▶ What you need to do:
(a) Summarize the Modicon PLC article in two sentences.
(b) Please write out the Modicon PLC article starting with "In many facilities, these" and going on through "are fully discontinued.".

▶ Text shown:
————

Spare Parts and Long-Term Support Strategies for Aging Modicon PLCs

Industrial control systems built on legacy Modicon PLC platforms continue to operate at the core of production, utilities, and process industries worldwide. Systems based on Modicon 984, Quantum (140 series), Premium (TSX series), and Momentum platforms remain in active service despite approaching or exceeding their intended lifecycle.
While these systems are often stable and well-understood, the challenge is no longer purely operational reliability, but rather long-term sustainability under hardware obsolescence, diminishing vendor support, and shrinking spare parts availability. Many of these systems were engineered for deterministic control and robustness, which explains their longevity, but they were not designed for indefinite lifecycle support in modern industrial environments.
Join us today as we go over a technical approach to spare parts management, lifecycle risk mitigation, and long-term support planning for aging Modicon PLC systems.
Installed Base Reality of Legacy Modicon PLC Platforms
A significant installed base of legacy Modicon PLCs remains operational across industries such as oil and gas, water and wastewater treatment, power generation, and discrete manufacturing. Commonly deployed systems include Modicon 984 and Compact 984 controllers, Quantum 140 series systems such as the 140CPU65150 and 140CPU67160, Premium TSX platforms with TSX P57 processors, and Momentum 170 series distributed I/O systems.
These systems have often been in continuous operation for 15 to 25 years, in some cases longer. Their reliability is well proven, and plant personnel are deeply familiar with their operation and maintenance. However, age-related degradation of electronic components, combined with the obsolescence of supporting hardware and software ecosystems, introduces a new class of risk.
In many facilities, these PLCs are embedded in critical infrastructure, with limited opportunities for shutdown, making immediate replacement impractical. As a result, organizations must manage aging systems in place while planning for eventual transition.
Schneider Electric Lifecycle Status and Obsolescence Planning
Lifecycle status is a key factor in determining supportability. Schneider Electric defines product lifecycle stages, including Active, Active Mature, End of Sale, and End of Life. Most Modicon Quantum and Premium products have transitioned to End of Sale status, while earlier platforms, such as the 984 series and Modbus Plus communication hardware, are fully discontinued.
For example, Quantum CPUs such as the 140CPU65150 are no longer manufactured, and support is limited. Premium systems have similarly reached the end of their commercial lifecycle. Schneider Electric has positioned the Modicon M580 platform, including models such as BMEP582040 and BMEH584040, as the long-term replacement.

————

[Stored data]

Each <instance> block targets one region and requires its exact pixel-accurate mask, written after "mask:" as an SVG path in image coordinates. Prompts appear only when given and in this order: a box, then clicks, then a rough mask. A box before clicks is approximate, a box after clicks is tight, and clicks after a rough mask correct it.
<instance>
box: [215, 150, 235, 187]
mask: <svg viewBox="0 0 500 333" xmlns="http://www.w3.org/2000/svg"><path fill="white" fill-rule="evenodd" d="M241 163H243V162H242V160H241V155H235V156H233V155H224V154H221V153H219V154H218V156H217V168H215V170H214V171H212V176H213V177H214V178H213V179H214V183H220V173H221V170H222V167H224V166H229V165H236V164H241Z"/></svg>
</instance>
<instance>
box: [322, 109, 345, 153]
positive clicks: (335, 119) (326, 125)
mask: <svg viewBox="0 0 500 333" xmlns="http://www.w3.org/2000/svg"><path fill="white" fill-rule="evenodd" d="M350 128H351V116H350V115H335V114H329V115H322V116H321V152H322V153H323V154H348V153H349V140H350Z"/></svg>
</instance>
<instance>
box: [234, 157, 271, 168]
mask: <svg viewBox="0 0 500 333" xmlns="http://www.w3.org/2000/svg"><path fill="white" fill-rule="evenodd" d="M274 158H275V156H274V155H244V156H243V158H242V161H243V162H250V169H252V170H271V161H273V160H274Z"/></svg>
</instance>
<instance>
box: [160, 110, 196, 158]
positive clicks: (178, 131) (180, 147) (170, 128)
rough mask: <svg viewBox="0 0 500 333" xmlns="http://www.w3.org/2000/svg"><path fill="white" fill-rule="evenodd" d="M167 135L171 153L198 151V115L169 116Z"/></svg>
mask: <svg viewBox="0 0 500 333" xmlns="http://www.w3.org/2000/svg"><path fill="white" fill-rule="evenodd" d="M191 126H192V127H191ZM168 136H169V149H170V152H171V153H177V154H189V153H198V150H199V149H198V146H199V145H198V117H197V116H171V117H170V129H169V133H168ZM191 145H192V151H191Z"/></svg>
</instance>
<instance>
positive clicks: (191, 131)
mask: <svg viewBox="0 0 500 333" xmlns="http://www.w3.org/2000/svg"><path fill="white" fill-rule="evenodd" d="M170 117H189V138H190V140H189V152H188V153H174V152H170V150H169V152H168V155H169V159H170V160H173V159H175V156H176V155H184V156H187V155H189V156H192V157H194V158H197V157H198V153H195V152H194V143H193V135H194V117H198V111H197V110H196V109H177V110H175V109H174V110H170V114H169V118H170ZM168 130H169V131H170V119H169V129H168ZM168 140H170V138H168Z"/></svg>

————

▶ Problem solutions:
(a) Legacy Modicon PLC platforms such as the 984, Quantum, Premium, and Momentum remain in active service across industries like oil and gas, water treatment, power generation, and manufacturing, often after 15 to 25 years of continuous operation. Their main challenge is now long-term sustainability amid hardware obsolescence, diminishing vendor support, and shrinking spare parts availability, with most Quantum and Premium products at End of Sale and Schneider Electric positioning the Modicon M580 as the long-term replacement.

(b)
In many facilities, these PLCs are embedded in critical infrastructure, with limited opportunities for shutdown, making immediate replacement impractical. As a result, organizations must manage aging systems in place while planning for eventual transition.
Schneider Electric Lifecycle Status and Obsolescence Planning
Lifecycle status is a key factor in determining supportability. Schneider Electric defines product lifecycle stages, including Active, Active Mature, End of Sale, and End of Life. Most Modicon Quantum and Premium products have transitioned to End of Sale status, while earlier platforms, such as the 984 series and Modbus Plus communication hardware, are fully discontinued.